## Task instructions
Repeat the records word for word, from the first line through the line that contains "[(618, 340)]".
--- BEGIN Excerpted data ---
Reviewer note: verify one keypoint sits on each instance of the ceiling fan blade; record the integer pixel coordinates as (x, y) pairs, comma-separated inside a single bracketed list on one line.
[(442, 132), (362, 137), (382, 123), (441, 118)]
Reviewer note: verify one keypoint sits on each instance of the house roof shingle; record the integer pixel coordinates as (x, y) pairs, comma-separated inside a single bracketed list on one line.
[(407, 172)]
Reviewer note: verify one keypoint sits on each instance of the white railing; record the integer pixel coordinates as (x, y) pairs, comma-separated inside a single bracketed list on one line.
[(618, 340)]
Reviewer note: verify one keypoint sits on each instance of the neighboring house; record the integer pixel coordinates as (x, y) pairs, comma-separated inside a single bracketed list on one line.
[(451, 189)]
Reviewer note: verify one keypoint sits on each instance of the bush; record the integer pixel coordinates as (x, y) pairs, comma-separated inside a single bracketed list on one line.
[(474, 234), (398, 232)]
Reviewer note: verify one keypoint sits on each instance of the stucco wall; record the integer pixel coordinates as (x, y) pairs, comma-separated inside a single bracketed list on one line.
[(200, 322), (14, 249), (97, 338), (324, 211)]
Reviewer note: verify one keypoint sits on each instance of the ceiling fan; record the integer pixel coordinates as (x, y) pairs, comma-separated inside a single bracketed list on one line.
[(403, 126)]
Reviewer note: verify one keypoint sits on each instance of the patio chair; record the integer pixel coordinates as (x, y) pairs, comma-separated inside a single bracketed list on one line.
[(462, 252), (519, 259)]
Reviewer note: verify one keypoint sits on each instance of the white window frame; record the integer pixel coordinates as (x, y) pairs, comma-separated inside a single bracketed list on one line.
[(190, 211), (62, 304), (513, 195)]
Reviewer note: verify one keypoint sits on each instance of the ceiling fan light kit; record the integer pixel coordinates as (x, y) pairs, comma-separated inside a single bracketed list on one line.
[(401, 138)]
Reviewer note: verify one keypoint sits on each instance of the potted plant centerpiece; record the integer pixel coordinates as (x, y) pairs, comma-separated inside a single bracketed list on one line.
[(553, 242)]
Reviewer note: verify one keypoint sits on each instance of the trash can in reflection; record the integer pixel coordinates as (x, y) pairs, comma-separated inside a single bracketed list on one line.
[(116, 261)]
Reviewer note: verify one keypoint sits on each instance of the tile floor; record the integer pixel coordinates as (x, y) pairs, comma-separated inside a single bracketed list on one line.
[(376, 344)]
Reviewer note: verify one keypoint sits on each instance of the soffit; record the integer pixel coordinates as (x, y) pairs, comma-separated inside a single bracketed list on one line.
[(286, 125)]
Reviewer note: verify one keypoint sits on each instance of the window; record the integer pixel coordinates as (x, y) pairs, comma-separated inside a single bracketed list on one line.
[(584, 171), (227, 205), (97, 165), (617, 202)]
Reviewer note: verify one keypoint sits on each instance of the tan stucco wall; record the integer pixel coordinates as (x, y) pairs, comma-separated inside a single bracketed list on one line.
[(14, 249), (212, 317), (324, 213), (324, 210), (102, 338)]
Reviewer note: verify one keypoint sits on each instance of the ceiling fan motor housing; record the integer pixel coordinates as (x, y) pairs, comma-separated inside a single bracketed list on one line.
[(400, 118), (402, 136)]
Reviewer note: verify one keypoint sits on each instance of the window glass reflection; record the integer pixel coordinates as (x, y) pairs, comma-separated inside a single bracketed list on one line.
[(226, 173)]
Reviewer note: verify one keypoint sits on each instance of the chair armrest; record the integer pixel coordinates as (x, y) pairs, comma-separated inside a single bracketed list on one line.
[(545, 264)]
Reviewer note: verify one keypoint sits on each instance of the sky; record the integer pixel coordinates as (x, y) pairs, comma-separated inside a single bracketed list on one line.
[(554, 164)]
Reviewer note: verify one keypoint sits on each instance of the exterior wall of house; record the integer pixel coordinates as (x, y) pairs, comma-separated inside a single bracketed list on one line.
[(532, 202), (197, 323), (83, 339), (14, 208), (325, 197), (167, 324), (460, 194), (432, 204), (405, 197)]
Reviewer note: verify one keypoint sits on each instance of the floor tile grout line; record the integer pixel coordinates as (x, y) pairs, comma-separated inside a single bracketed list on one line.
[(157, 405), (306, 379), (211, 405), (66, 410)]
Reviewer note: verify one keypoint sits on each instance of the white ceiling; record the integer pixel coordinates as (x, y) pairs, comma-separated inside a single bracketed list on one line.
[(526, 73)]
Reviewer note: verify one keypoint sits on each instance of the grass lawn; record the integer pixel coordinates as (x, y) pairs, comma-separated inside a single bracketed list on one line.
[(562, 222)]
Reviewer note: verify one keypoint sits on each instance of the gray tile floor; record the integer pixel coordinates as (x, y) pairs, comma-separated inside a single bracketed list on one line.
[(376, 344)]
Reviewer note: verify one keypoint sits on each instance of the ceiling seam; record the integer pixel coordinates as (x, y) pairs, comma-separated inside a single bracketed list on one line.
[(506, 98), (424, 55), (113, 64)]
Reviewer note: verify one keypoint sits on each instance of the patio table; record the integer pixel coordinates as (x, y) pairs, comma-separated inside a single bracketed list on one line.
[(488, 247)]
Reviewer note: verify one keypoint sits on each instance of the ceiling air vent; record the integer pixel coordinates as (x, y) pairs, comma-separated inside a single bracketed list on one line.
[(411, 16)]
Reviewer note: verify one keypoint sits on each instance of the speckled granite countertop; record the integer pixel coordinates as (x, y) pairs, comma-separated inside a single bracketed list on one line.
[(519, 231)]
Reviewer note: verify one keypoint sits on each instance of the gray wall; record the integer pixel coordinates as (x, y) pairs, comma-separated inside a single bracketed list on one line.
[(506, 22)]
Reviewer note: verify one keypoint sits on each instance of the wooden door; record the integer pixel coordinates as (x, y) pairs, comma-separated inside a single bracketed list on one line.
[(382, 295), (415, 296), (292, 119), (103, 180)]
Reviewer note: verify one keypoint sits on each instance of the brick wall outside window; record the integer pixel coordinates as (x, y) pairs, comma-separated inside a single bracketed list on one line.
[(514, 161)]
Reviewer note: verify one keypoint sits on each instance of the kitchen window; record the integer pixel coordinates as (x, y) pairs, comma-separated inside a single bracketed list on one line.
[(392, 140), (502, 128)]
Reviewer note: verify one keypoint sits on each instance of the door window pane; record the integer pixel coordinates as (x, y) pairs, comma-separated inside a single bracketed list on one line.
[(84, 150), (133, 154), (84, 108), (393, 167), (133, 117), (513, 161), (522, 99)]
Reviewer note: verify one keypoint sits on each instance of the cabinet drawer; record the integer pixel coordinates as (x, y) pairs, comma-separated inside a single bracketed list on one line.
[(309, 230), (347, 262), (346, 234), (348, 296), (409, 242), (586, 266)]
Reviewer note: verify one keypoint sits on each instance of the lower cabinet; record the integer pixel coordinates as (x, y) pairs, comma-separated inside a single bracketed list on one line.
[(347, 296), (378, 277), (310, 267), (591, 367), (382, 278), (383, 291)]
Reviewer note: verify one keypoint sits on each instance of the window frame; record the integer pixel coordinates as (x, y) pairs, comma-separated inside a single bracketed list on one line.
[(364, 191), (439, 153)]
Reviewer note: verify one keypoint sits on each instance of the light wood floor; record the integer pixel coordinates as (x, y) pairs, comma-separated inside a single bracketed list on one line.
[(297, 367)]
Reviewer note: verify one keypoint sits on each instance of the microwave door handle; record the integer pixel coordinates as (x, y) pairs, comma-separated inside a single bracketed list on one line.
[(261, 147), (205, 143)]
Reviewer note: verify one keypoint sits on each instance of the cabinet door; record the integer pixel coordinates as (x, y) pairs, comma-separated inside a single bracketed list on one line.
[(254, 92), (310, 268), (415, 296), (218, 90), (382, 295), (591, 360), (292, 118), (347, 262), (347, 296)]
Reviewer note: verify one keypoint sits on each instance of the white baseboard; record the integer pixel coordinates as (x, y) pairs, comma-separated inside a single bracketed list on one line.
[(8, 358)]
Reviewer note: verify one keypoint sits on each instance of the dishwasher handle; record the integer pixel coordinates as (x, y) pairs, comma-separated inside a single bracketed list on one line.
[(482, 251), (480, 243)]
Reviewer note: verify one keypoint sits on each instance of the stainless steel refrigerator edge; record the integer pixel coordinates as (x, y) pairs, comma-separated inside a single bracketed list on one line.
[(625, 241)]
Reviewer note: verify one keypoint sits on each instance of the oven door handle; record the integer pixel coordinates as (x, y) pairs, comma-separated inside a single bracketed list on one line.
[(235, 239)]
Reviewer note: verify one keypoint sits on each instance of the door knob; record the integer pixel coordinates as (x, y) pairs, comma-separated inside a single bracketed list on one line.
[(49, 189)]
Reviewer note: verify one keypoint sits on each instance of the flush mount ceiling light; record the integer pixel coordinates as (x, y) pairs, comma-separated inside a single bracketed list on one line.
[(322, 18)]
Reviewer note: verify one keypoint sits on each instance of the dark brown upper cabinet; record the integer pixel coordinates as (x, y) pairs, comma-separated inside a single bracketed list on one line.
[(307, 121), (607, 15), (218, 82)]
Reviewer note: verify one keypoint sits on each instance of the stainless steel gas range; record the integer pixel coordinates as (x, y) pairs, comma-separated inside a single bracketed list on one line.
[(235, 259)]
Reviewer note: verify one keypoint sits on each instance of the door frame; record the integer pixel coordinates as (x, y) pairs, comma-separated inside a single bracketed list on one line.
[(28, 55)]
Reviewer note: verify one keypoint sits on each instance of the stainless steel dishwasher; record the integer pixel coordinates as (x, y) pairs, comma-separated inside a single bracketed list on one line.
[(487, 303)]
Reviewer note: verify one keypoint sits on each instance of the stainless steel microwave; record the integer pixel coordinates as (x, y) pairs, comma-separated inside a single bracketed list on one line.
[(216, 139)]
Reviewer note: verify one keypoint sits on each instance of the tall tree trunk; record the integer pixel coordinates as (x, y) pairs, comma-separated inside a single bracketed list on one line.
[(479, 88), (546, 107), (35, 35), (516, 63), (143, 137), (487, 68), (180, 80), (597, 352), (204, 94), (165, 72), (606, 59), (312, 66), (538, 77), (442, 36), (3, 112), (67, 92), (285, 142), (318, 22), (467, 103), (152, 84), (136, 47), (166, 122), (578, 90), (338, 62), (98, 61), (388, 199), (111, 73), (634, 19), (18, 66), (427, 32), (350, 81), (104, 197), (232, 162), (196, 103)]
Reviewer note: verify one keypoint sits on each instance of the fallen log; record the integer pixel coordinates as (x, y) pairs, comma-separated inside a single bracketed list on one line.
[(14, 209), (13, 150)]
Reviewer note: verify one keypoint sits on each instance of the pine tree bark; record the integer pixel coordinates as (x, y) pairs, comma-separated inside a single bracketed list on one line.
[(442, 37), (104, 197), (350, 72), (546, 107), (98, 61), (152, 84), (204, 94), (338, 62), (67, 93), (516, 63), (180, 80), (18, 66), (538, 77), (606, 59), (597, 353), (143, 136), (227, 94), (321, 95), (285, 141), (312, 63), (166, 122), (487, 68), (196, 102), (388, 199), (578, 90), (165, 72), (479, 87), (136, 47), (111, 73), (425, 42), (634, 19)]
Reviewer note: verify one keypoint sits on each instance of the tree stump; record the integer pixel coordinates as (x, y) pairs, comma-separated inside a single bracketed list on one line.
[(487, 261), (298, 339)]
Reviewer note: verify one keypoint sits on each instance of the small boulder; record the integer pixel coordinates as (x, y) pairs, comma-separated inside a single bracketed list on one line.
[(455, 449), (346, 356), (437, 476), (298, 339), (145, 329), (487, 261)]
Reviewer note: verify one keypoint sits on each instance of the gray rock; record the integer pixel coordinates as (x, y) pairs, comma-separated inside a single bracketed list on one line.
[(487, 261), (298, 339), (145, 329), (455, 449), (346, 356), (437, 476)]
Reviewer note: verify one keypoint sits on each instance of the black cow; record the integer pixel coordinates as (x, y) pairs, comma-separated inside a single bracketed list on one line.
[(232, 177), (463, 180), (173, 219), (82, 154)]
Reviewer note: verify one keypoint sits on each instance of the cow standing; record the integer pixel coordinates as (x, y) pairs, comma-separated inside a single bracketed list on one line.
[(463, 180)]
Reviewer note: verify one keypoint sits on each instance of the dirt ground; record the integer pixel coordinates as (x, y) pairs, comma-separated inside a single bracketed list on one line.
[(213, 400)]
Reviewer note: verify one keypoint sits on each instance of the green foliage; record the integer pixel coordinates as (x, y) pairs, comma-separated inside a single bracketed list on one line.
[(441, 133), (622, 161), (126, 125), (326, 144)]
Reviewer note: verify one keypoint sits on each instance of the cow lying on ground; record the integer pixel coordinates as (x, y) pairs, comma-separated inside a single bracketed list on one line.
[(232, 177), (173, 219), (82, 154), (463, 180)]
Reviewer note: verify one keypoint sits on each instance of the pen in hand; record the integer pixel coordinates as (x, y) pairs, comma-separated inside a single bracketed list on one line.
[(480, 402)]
--- END Excerpted data ---
## Output
Reviewer note: verify one keypoint sits on each instance of the ceiling fan blade; record the integer pixel coordinates as (x, y) pairs, comma-separated inside a single bracketed list on one line.
[(442, 132), (362, 137), (382, 123), (441, 118)]
Reviewer note: verify one keypoint sits on each instance of the house roof shingle; record the integer pixel coordinates as (x, y) pairs, comma-separated inside a single bracketed list on one line.
[(407, 172)]
Reviewer note: verify one keypoint sits on each instance of the white railing; record the integer pixel coordinates as (x, y) pairs, comma-separated inside a single bracketed list on one line.
[(618, 340)]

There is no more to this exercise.